Given exercise 1: Summarize the update notes in two sentences.

Document passage:
* * * * * * * * *

+ Our work is submitted to the arXiv on Tue, 4 Sep 2018.
+ The concurrent work DANet is submitted to the arXiv on Sun, 9 Sep 2018.
+ Our work is submitted to the arXiv on Tue, 4 Sep 2018.
+ The concurrent work DANet is submitted to the arXiv on Sun, 9 Sep 2018.
Update on 2019/01/27.
The implementation details of Base-OC and ASP-OC have been modified long time ago. We can not ensure that you can reproduce the exact numbers of our current paper.
You can achieve 82.0+ on the test set of Cityscapes with our Fast-OCNet easily. Here is the testing result Fast-OCNet Please wait for the checkpoints and all the codes of openseg.pytorch.
Update on 2019/01/21.
We have fixed some issues of the paper and update the paper at OCNet.
openseg.pytorch is released.

* * * * * * * * *

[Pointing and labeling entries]
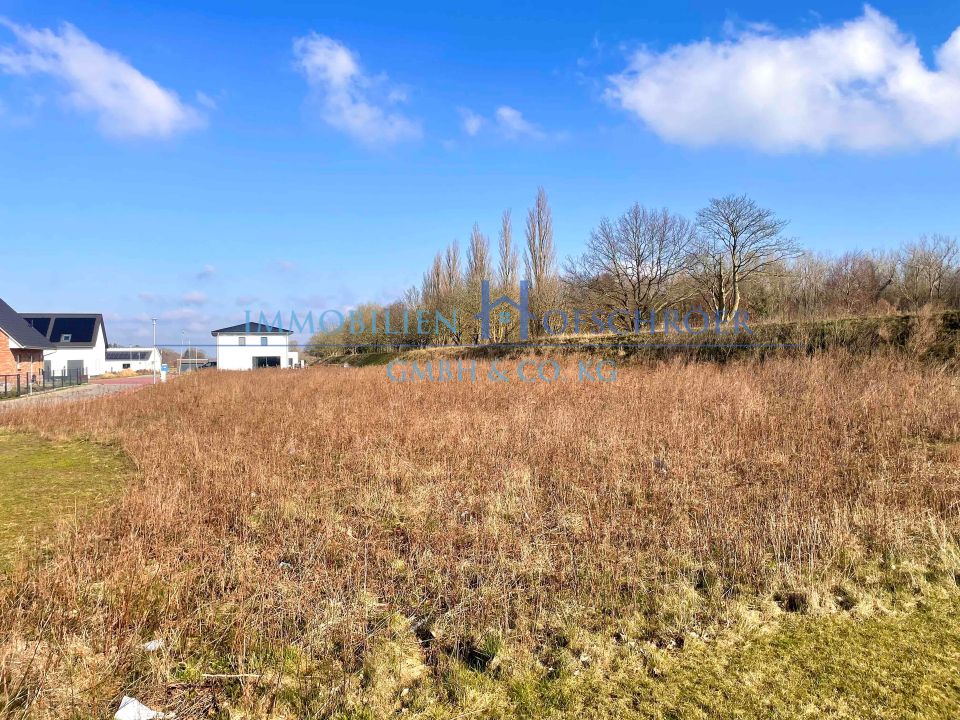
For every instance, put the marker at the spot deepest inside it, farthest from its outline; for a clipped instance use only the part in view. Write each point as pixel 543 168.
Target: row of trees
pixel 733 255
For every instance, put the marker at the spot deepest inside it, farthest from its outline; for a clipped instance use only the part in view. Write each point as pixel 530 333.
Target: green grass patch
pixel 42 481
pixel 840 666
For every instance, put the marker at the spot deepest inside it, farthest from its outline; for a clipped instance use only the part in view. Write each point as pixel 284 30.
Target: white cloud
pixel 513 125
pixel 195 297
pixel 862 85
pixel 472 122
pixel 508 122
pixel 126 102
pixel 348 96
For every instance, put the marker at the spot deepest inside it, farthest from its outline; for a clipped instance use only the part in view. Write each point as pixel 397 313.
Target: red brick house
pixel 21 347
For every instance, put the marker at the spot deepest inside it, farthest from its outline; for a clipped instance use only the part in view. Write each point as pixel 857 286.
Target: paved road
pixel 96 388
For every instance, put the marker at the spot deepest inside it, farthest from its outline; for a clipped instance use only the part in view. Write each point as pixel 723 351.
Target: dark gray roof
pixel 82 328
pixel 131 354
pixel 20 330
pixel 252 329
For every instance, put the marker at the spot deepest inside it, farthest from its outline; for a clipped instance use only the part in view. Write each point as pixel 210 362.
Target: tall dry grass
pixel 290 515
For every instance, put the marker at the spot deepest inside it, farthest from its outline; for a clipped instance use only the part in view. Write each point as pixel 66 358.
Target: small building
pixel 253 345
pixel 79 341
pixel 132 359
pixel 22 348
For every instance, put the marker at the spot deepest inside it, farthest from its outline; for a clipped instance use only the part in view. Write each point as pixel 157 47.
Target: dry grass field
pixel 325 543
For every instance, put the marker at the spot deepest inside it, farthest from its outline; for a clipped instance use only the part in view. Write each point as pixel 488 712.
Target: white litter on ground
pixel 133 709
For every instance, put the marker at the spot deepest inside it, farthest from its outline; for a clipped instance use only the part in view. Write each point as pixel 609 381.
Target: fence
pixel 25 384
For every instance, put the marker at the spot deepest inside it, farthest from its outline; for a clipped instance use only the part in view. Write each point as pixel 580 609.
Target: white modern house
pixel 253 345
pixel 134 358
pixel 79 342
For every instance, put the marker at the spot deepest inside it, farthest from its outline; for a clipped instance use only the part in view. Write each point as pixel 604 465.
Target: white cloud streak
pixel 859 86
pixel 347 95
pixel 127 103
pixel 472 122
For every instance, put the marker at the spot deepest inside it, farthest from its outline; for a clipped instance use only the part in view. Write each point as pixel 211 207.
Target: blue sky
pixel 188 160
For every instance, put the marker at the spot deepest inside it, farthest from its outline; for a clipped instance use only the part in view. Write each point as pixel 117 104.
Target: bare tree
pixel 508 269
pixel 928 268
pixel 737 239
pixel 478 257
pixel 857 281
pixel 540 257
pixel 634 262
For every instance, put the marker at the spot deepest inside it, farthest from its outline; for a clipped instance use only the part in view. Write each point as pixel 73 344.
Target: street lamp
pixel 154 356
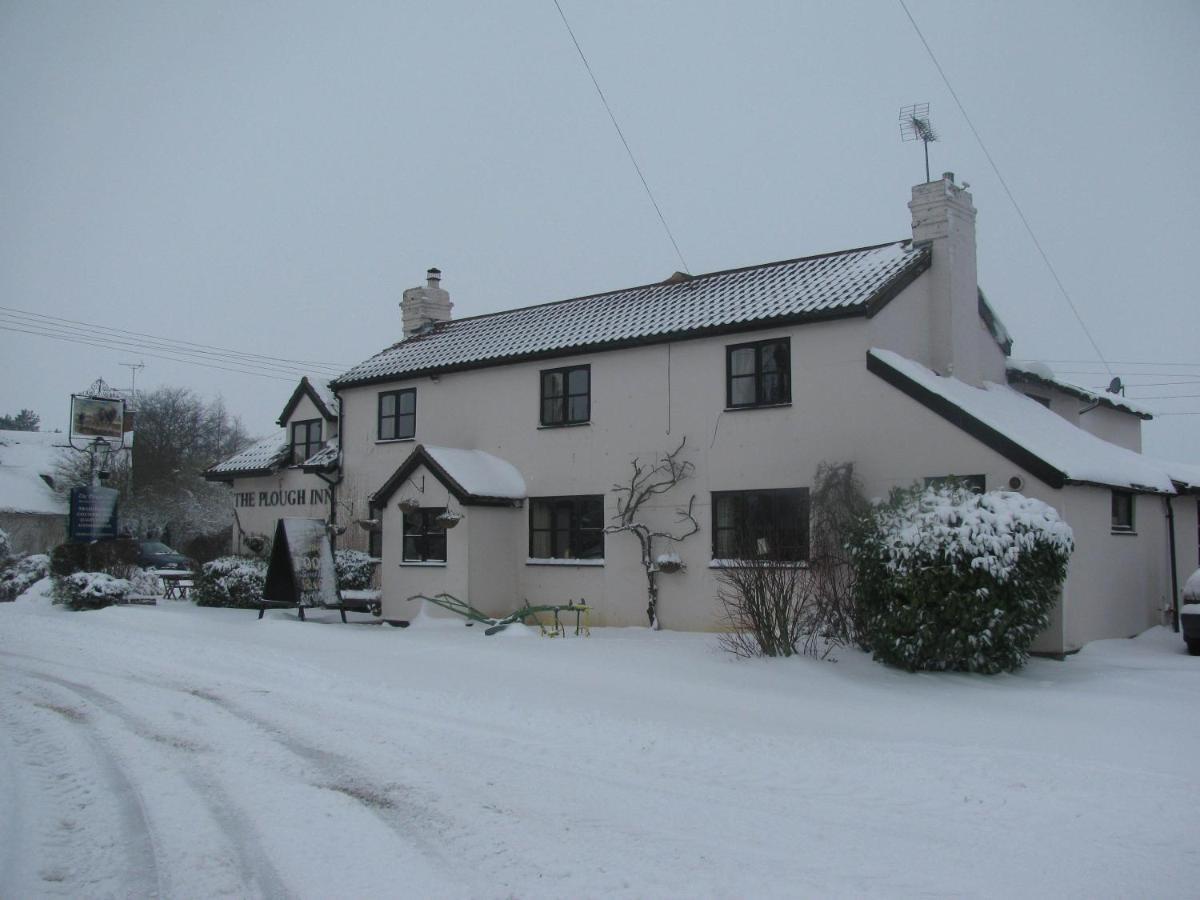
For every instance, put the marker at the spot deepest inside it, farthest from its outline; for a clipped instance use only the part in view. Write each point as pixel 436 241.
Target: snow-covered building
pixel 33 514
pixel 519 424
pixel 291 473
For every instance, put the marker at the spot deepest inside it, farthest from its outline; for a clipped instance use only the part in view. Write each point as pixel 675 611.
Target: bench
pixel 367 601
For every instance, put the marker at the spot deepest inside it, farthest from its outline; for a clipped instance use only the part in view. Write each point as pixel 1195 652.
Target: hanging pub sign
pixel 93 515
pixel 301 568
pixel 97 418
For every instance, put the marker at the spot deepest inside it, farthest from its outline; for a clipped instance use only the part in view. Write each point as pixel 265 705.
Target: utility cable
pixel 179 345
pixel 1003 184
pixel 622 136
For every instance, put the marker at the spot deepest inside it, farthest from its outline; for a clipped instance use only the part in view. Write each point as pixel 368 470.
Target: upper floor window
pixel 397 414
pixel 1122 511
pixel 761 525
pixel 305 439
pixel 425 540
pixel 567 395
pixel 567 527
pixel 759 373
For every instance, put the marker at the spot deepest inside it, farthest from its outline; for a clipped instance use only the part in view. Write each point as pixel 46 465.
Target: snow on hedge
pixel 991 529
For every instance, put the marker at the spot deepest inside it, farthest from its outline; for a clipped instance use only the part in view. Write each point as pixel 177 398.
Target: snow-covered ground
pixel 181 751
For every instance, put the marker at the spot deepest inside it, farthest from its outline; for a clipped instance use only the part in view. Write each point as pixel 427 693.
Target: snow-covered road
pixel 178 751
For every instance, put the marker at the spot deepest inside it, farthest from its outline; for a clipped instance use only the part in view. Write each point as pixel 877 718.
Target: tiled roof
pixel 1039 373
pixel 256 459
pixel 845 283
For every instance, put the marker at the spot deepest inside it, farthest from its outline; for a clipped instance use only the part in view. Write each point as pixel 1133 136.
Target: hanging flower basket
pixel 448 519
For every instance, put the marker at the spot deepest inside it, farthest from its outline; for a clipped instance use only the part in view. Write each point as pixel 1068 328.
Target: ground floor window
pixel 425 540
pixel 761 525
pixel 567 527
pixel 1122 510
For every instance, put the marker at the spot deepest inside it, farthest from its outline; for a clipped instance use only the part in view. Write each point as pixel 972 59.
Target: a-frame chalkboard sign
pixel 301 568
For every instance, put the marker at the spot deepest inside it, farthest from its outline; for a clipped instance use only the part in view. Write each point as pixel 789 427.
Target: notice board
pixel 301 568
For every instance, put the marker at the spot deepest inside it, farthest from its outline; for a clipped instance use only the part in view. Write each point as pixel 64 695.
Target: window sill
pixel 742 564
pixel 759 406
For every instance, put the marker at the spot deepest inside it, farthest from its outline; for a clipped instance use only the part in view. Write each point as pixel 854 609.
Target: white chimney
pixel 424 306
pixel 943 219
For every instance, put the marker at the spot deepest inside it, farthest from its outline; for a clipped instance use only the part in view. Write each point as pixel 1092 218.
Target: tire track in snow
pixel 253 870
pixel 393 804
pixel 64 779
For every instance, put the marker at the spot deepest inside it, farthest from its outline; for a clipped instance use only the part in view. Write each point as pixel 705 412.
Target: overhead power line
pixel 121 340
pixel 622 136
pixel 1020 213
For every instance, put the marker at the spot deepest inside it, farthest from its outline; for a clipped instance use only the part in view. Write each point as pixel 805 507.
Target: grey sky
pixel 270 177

* * * * * * * * *

Given exercise 2: In the labeling rows, replace "marker" with "pin" in everything from the line containing "pixel 1195 652." down to the line containing "pixel 845 283", leaving all else unchanged. Give only those lines.

Correct answer 1: The notes state that the work was submitted to the arXiv on Tue, 4 Sep 2018, while the concurrent DANet was submitted on Sun, 9 Sep 2018, and that on 2019/01/21 some issues of the paper were fixed and openseg.pytorch was released. An update on 2019/01/27 warns that the implementation details of Base-OC and ASP-OC were modified long ago, so the paper's exact numbers may not be reproducible, while Fast-OCNet can easily achieve 82.0+ on the Cityscapes test set.

Correct answer 2:
For every instance, put the pin at the spot deepest inside it, farthest from its outline; for a clipped instance use only the part in view. Write each point as pixel 1195 652.
Target: hanging pub sign
pixel 93 515
pixel 301 568
pixel 97 418
For every instance, put the pin at the spot deepest inside it, farthest from its outline; for a clipped instance use only the part in view. Write each point as pixel 265 705.
Target: utility cable
pixel 179 345
pixel 1003 184
pixel 622 136
For every instance, put the pin at the spot deepest inside it, farthest from its outline; for a clipped instance use only the part in view. Write each point as pixel 368 470.
Target: upper floor window
pixel 397 414
pixel 1122 511
pixel 761 525
pixel 305 439
pixel 425 540
pixel 567 395
pixel 567 527
pixel 759 373
For every instance, put the pin at the spot deepest inside it, farthest from its outline; for a clipped instance use only the part in view. Write each point as pixel 46 465.
Target: snow on hedge
pixel 991 529
For every instance, put the pin at the spot deepest inside it, farthest from its outline; for a clipped instance use only the part in view. Write each point as pixel 177 398.
Target: snow-covered ground
pixel 181 751
For every instance, put the pin at the spot deepest inside it, farthest from its outline; for a clipped instance use only the part in view. Write each point as pixel 427 693.
Target: snow-covered road
pixel 178 751
For every instance, put the pin at the spot deepest inside it, farthest from its outline; for a clipped instance use only the part in view. Write each point as pixel 877 718.
Target: tiled roof
pixel 1039 373
pixel 256 459
pixel 845 283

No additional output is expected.